Responda, por favor, com base no texto abaixo sobre a bandeira do padre Francisco Lopes Sá:
(a) Para onde a bandeira pretendia seguir e com que finalidade?
(b) Com quais índios os bandeirantes tiveram um encontro hostil?
(c) A qual conjunto documental o texto pertence?

─── TRECHO DO TEXTO ───

Ofício do governador da capitania de Mato Grosso, Francisco de Paula Maggozzi Tavares de Carvalho, a Tomás Antônio de Vilanova Portugal, informando a respeito da bandeira realizada pelo padre Francisco Lopes Sá, cujo objetivo era seguir para a Serra dos Martírios em busca de ouro. Baseando-se no relato feito por um dos membros da bandeira, o governador informou sobre o encontro hostil dos bandeirantes com os índios tapanhunas, bem como sobre os objetos encontrados na aldeia dessa tribo. Este documento também relata a curiosa relação entre os índios hipiacazes e o padre, os quais parecem amar o padre e reconhecer a imagem sacra como seu Deus. O documento é relevante para se conhecer o papel desempenhado pelos sacerdotes junto aos indígenas, além de revelar a visão que se construía sobre essa cultura.
Conjunto documental: Coleção de memórias e outros documentos sobre vários objetos.

─── DADOS BRUTOS ───

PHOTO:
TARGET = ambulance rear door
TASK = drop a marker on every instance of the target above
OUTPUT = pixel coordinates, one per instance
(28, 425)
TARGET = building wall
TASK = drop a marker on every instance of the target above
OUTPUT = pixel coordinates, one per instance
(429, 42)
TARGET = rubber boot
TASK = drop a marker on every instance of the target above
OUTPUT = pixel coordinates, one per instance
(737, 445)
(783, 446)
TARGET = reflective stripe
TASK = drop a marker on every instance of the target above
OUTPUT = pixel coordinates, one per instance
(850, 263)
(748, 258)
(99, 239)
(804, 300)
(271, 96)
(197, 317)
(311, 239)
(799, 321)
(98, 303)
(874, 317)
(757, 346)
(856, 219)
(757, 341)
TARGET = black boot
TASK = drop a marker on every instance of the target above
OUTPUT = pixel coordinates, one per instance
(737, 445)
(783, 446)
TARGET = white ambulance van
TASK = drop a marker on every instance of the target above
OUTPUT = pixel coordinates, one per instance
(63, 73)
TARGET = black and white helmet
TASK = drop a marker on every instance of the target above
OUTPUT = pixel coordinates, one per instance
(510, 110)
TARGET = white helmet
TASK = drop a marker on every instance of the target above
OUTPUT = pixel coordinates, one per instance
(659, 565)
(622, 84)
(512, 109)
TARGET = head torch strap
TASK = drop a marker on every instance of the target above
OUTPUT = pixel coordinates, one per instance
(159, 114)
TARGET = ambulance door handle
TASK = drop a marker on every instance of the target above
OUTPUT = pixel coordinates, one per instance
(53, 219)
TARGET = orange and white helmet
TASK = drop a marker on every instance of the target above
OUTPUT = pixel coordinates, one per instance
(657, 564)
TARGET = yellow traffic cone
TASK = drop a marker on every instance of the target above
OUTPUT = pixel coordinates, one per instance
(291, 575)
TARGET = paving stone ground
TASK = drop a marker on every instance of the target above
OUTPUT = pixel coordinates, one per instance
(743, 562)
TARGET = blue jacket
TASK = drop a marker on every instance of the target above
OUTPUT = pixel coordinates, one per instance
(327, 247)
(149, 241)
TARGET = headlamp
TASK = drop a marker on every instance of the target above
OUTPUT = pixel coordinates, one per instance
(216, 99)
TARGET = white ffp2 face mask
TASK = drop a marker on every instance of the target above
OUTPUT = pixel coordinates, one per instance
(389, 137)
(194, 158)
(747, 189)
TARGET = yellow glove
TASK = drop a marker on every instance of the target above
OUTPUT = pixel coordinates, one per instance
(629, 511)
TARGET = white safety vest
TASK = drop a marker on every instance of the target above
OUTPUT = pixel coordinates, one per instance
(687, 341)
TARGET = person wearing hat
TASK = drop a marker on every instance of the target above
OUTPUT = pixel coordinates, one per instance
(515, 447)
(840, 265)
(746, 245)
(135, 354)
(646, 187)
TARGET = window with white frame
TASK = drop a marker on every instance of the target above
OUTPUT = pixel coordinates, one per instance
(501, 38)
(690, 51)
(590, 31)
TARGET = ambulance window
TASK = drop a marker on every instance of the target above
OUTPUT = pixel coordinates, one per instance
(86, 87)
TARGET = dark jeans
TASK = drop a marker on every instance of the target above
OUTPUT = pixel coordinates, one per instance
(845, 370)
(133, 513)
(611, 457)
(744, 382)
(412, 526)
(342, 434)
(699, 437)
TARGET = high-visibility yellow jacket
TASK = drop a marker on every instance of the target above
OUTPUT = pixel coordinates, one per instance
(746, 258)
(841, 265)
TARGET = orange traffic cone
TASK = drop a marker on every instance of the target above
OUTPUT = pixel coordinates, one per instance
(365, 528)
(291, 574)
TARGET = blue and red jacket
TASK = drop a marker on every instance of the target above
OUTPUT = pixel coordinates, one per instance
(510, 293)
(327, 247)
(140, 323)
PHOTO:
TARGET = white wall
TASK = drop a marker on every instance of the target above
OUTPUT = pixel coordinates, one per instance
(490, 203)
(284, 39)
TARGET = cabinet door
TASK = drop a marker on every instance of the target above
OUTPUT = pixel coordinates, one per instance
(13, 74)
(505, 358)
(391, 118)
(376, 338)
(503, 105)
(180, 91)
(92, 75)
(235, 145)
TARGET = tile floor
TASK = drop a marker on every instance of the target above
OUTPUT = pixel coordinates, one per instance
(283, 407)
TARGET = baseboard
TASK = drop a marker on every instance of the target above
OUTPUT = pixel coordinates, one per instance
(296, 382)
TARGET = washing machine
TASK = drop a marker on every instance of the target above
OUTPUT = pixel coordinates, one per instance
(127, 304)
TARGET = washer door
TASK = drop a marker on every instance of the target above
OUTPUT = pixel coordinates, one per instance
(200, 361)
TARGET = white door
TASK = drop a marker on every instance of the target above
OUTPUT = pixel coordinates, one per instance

───

## RESPOSTA DO EXERCÍCIO
(a) Para a Serra dos Martírios, em busca de ouro.
(b) Com os índios tapanhunas.
(c) Coleção de memórias e outros documentos sobre vários objetos.